"""

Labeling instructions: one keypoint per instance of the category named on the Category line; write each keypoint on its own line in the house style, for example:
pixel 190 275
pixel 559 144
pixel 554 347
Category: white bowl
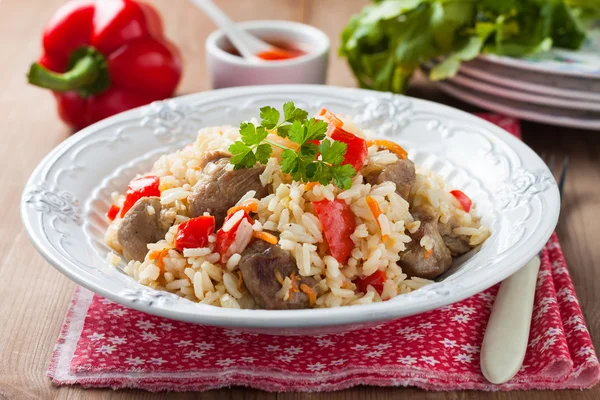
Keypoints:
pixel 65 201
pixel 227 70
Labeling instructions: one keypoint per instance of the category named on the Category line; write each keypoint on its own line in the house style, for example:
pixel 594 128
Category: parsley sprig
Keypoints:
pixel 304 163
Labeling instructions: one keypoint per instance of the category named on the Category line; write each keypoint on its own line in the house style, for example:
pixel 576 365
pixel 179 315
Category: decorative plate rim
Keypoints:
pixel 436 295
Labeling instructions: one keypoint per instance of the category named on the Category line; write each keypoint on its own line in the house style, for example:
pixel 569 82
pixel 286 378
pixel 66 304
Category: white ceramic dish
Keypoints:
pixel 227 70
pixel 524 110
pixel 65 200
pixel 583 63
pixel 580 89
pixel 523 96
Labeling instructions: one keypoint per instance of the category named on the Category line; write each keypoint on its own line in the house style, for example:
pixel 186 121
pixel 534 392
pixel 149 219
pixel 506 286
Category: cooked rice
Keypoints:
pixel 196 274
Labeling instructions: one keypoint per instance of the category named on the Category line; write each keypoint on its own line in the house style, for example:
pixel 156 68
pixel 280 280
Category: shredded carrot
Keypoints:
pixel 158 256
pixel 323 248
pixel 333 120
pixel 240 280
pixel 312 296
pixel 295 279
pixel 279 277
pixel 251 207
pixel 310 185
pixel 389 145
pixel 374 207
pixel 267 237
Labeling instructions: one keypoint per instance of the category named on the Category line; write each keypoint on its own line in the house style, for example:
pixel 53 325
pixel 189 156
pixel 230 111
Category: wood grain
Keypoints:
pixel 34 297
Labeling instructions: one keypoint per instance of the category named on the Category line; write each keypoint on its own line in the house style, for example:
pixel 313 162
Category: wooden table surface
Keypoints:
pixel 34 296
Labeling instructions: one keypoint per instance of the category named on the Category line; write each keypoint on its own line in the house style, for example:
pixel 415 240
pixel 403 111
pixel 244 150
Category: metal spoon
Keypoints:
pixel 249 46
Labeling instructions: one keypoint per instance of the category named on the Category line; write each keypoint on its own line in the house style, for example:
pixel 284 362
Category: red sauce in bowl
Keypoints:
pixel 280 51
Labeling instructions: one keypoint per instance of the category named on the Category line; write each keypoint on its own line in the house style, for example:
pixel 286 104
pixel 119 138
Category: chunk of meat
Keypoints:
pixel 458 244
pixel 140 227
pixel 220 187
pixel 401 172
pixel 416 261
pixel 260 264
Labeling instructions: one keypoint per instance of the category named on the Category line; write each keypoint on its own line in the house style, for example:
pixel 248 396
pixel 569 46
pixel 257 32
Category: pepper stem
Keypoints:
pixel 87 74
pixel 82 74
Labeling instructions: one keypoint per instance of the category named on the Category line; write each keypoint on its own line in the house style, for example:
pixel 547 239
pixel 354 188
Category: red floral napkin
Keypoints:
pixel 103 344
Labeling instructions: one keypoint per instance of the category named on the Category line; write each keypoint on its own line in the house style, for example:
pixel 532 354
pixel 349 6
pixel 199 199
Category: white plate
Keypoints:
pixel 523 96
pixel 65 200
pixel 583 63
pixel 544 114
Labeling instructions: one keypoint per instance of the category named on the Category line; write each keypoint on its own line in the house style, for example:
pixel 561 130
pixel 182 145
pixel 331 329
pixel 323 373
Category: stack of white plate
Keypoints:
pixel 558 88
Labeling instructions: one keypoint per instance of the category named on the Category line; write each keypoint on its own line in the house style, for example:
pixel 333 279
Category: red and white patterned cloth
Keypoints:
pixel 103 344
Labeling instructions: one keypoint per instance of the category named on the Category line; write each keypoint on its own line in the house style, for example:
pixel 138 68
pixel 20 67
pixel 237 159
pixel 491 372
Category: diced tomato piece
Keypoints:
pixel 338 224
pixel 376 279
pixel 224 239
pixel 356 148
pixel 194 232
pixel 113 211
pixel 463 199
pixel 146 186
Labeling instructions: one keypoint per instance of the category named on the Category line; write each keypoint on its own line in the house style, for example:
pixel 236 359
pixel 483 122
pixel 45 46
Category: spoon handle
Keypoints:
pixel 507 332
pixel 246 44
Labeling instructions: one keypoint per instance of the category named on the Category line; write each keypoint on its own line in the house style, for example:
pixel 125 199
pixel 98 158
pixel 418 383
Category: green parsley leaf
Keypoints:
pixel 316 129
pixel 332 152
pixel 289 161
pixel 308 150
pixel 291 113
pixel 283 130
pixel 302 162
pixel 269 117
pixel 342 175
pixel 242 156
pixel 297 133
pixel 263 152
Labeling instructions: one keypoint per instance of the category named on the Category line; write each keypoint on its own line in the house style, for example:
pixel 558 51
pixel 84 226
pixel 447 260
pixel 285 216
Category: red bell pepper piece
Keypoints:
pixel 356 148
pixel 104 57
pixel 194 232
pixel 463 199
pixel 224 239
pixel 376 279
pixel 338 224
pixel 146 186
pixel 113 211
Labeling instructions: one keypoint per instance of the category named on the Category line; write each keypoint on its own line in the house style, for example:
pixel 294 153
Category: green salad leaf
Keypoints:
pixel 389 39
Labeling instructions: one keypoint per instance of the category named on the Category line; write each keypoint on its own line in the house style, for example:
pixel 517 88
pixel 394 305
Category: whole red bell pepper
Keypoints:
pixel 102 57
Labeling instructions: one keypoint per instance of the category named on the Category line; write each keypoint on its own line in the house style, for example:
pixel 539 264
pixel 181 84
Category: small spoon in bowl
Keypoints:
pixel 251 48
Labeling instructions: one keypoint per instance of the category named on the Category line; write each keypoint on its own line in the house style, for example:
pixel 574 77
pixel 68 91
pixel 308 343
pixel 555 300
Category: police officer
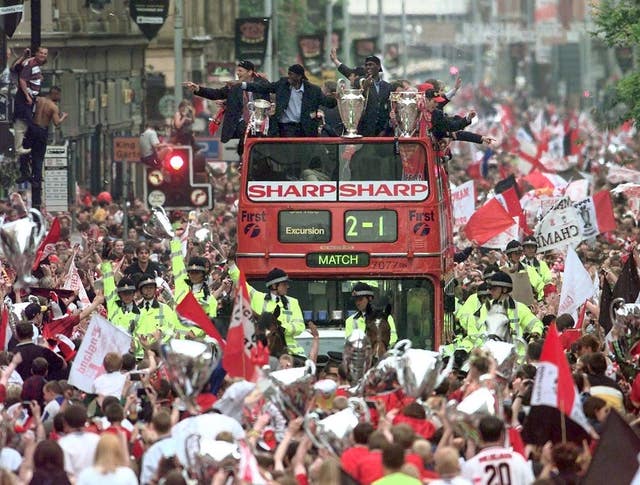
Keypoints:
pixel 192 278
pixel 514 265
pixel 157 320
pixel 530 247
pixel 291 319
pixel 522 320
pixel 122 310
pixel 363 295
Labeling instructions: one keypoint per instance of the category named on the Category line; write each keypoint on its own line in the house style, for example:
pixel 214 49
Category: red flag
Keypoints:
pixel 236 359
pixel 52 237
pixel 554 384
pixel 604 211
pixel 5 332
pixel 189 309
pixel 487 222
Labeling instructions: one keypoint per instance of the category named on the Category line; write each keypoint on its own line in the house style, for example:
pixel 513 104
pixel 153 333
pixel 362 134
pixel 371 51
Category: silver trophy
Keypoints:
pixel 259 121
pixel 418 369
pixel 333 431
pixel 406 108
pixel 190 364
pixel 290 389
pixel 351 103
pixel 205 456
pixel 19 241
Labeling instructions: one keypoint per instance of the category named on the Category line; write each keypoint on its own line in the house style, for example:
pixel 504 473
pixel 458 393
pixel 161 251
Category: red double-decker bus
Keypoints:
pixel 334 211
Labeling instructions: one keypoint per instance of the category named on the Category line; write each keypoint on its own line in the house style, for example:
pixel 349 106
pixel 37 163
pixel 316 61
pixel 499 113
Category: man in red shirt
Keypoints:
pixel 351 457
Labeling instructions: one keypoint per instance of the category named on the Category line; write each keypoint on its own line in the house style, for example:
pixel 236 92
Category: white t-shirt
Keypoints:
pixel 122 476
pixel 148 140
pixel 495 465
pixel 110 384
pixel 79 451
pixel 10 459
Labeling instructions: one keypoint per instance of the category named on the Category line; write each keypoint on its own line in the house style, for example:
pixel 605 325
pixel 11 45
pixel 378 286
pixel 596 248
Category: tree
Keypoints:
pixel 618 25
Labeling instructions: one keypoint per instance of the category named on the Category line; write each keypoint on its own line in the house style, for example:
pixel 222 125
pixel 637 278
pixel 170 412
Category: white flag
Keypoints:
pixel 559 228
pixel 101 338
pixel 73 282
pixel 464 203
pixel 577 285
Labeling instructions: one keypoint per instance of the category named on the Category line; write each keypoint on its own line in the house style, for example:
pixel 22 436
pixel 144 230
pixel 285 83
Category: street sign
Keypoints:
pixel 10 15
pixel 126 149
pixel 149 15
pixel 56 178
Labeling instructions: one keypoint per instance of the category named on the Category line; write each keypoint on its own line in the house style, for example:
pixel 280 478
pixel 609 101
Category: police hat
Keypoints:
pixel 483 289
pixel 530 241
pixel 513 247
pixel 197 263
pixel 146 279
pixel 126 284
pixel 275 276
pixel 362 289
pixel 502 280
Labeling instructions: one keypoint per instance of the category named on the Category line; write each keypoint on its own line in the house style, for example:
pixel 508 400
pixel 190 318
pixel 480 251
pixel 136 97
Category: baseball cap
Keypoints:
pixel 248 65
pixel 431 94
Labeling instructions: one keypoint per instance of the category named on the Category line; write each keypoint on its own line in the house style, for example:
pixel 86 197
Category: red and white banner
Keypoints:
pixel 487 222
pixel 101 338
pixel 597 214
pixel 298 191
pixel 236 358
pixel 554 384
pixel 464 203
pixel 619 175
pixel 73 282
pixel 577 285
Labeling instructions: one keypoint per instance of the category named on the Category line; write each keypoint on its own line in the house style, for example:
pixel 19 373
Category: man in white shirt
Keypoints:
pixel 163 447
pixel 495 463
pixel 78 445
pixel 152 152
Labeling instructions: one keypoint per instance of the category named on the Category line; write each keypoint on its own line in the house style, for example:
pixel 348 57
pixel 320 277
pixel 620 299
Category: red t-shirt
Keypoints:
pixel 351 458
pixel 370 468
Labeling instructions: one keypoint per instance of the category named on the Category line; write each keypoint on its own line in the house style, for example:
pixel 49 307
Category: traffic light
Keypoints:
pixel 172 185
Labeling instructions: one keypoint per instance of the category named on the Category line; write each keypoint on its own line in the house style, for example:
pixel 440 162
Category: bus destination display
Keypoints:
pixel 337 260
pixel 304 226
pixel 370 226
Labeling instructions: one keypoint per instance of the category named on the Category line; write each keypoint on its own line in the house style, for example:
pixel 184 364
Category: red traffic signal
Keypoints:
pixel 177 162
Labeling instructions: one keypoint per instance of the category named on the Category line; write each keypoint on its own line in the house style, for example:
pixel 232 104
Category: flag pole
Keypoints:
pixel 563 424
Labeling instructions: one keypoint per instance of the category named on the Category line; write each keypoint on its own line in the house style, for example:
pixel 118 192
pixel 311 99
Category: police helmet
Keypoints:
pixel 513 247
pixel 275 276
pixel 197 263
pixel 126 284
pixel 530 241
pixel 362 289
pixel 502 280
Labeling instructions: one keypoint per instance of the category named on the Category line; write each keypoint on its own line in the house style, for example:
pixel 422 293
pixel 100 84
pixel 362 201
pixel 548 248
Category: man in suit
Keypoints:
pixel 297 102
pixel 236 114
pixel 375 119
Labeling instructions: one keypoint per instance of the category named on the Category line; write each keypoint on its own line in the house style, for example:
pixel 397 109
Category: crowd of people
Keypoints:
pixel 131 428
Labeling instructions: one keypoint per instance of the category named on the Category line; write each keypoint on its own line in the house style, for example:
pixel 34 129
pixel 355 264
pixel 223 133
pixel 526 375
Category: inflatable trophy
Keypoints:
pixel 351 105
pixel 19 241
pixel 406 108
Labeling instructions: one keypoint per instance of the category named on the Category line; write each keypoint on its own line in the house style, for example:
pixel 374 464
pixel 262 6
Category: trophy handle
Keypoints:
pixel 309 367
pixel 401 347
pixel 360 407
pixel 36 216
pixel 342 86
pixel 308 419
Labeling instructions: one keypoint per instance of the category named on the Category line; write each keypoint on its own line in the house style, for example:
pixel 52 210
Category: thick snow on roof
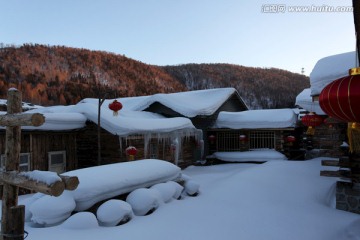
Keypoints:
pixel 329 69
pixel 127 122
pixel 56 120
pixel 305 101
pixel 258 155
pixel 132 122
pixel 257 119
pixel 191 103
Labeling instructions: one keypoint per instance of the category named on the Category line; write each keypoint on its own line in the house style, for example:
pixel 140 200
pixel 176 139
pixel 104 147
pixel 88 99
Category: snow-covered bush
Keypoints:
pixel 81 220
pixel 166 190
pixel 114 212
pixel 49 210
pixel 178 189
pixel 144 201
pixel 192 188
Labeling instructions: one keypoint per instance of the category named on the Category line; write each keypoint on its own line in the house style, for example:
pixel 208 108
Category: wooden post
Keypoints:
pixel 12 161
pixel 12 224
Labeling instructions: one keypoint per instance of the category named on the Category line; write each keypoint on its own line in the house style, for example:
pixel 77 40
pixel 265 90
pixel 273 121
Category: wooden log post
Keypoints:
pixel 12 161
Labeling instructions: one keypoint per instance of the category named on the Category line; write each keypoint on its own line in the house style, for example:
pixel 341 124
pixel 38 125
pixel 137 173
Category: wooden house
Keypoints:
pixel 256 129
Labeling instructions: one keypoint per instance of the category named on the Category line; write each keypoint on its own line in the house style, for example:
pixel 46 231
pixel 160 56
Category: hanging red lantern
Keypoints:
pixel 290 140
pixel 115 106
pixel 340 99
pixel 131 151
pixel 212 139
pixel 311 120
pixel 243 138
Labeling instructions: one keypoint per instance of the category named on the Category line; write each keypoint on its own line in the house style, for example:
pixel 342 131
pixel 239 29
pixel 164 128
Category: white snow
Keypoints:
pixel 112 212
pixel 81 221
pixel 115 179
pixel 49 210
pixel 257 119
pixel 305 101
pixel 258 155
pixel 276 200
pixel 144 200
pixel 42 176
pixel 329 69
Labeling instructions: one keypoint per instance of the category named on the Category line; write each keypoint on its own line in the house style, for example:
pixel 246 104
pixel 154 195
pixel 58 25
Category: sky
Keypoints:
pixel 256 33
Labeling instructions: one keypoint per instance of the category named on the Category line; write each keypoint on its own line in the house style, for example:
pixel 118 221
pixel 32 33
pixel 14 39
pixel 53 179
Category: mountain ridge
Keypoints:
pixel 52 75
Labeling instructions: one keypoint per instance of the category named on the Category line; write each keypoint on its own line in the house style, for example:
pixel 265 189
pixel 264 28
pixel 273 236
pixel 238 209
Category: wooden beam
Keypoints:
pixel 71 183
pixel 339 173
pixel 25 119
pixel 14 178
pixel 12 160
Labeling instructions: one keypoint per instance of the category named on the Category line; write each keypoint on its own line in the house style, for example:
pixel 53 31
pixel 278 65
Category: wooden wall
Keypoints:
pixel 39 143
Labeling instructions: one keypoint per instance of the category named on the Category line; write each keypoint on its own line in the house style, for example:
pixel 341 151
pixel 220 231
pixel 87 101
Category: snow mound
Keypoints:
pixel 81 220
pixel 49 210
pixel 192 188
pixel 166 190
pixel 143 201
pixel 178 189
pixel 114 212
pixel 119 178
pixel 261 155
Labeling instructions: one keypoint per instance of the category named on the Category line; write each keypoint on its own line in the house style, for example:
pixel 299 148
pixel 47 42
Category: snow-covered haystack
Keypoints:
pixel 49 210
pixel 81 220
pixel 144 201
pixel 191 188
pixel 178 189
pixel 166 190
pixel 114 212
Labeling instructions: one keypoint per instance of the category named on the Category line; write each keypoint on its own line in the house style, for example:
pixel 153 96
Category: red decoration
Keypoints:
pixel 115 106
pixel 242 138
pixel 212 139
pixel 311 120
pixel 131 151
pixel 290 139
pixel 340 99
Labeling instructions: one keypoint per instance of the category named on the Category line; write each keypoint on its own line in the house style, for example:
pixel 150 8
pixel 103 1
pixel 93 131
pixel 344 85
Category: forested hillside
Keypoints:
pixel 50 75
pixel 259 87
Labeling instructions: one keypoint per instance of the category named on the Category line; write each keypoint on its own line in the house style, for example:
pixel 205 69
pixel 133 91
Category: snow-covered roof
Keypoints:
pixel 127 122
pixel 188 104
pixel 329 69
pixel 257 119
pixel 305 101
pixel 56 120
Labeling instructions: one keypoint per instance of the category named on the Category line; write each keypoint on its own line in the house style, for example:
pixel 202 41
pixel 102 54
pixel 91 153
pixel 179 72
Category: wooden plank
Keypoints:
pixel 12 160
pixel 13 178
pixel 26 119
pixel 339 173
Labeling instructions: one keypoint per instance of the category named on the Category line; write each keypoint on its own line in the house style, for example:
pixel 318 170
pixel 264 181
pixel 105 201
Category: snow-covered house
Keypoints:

"""

• _ACTIVITY_: Repeat the lines exactly as they stand, from the opening line of the data through the line with "pixel 286 378". Pictures stay out of the copy.

• _WRITTEN RESPONSE_:
Labeling instructions: one keypoint per instance of the category named on the Category line; write each keypoint on its own line in the house style, for example:
pixel 190 275
pixel 559 144
pixel 554 347
Category: white bowl
Keypoints:
pixel 65 201
pixel 227 70
Labeling instructions: one keypoint per instance of the category named on the Category line; write each keypoint on its own line in the house style, for example:
pixel 594 128
Category: parsley sprig
Keypoints:
pixel 304 163
Labeling instructions: one keypoint per instance of the category named on the Category line; write each keypoint on its own line in the house style, for example:
pixel 576 365
pixel 179 315
Category: decorative plate rim
Keypoints:
pixel 436 295
Labeling instructions: one keypoint per instance of the category named on the Category line; write each keypoint on its own line in the house style, for example:
pixel 569 82
pixel 286 378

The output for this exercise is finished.